### [Selected text]
The issue is that there is no real expectation as to what the work will entail. Of course, everybody understands construction work and the purpose of scaffolding, but the size, scale and restrictions that these particular projects with these particular approaches bring are completely unthinkable.
“It’s infinitely worse than I imagined.
“First, it’s the disruption, the streetlights, everything being flattened. Then it’s the noise, God knows what they’re doing, it’s deafening. And then down comes the monarflex and we had no reference point. I can’t describe it; your home is literally wrapped in plastic.
“You can’t see out, there’s no airflow, no daylight and you don’t realise what an insidious thing it is over time. Gradually it wears you down and you find yourself really depressed or snapping at people.
“Had we known there were alternatives [to the entire enclosed scaffolding], we’d have definitely been asking for them.
There are families who have moved out because they can’t put up with living behind plastic for any longer”
So, what are the alternatives and what can residents do to prevent this from continuing to occur to unexpected homeowners up and down the country?
The Power of Residents & The Intended Outcome
“We have no say whatsoever” Natalie responds when asked whether resident associations are asked for input on the reparative work set to take place on their home.

(Dataset entries)

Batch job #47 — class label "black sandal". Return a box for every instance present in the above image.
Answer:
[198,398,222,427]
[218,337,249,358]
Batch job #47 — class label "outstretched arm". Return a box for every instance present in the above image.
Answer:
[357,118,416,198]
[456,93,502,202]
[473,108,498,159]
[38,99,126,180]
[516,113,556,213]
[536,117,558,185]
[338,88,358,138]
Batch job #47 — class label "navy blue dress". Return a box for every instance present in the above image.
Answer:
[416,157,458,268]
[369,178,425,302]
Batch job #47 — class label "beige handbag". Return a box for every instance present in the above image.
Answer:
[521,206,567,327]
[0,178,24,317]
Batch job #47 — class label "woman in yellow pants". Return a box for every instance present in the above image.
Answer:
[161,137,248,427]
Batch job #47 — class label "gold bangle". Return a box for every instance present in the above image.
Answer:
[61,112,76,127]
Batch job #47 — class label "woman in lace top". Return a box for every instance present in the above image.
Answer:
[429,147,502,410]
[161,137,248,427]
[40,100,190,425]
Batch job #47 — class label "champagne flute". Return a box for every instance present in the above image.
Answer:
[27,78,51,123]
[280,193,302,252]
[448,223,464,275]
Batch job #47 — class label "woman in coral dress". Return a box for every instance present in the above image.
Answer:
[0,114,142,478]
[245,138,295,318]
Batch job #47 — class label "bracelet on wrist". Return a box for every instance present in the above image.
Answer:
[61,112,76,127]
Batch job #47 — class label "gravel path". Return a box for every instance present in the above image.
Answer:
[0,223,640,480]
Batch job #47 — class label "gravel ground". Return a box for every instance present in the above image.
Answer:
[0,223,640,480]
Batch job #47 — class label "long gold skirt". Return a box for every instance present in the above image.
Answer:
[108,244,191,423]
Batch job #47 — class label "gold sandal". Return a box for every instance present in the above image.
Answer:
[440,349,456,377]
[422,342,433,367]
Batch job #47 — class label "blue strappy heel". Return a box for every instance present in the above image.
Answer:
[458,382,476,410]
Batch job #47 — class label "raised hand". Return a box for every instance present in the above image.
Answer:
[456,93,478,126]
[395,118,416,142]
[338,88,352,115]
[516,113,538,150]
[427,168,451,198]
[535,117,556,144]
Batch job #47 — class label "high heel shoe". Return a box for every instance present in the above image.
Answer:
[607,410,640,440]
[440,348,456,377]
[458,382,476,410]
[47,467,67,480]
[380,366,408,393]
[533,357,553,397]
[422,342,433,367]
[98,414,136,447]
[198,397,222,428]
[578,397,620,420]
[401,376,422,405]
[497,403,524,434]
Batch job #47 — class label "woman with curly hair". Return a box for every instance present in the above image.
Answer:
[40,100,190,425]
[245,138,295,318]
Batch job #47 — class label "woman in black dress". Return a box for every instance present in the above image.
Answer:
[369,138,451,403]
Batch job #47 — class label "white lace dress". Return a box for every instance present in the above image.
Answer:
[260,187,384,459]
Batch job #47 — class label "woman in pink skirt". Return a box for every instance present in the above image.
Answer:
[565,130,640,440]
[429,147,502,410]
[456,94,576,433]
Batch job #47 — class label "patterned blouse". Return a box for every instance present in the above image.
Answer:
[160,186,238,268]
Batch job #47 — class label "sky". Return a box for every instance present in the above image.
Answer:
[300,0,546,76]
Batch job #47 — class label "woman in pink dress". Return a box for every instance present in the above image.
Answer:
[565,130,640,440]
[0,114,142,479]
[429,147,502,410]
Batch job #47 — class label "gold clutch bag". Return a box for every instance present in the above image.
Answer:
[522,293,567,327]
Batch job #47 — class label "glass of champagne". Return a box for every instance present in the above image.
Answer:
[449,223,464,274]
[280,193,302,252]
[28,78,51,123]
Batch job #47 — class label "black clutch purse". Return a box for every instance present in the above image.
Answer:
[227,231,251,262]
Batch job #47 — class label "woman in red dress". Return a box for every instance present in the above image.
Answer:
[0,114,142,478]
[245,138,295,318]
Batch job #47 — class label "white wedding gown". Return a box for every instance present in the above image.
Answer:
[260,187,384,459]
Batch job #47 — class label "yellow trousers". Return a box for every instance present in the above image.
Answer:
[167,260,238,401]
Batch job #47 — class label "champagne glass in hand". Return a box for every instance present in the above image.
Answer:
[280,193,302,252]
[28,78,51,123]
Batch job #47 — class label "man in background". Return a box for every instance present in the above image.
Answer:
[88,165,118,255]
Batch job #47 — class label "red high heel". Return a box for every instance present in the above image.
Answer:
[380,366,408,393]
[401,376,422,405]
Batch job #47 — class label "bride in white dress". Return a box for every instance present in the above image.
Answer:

### [List of tasks]
(A) Set down the scaffolding passage word for word, everything from "The issue is" down to "than I imagined.".
(B) Write the next part of the scaffolding passage, picking up right after its last sentence.
These items are separate material, apart from the scaffolding passage.

### [Answers for the exercise]
(A)
The issue is that there is no real expectation as to what the work will entail. Of course, everybody understands construction work and the purpose of scaffolding, but the size, scale and restrictions that these particular projects with these particular approaches bring are completely unthinkable.
“It’s infinitely worse than I imagined.

(B)
All the conversations happen between the developers and the government essentially, we just see the outcome of that, there’s no involvement in terms of approach”
It begs a serious question. Are the key stakeholders in this reparative work in it for themselves, seeing it as merely a box-ticking exercise, a ‘to-do-list’, or are they seriously considering the impact this has on those residents?
They’ve suffered enough to the extent that their homes are deemed unsafe and now in the process of repairing these issues, homes are being enclosed impacting what are basic human rights.
“There’s got to be a solution that has less impact and whether that is mast climbers or something else, we want to have credible options on the table.
“When we approach LUHC and the Government, we’re asking for a code of practice and that they are considering alternatives. The more tools in the toolbox, the better.”
This isn’t a resident of an apartment building complaining about noisy scaffolders. Quite the opposite. Natalie is an incredibly empowered individual who is banding together with fellow residents to prevent similar situations from occurring up and down the nation.
When asked what her long-term vision is, it’s not a rash decision to ban scaffolding, to halt all reparative work, it’s more closely aligned with humanitarian work.
“If there’s a way of doing this work that’s faster and more respectful of residents then we should absolutely be doing that.
“I want to see the Government bring in a mandate to all developers who are charged with remediating the work of these buildings. It’s not good enough to just do the work. They must prioritise and be respectful of the health, safety and wellbeing of the residents within.”
If that means that at the start of these projects, more consideration is given to other forms of access, materials, or general codes of practice, then it’s going to be a better and far quicker process than the decade prediction made by Natalie.
What Can You Do?
If you’re in a similar situation to Natalie, or believe your building is likely to undergo similar work, here’s some advice from an already successful campaigner.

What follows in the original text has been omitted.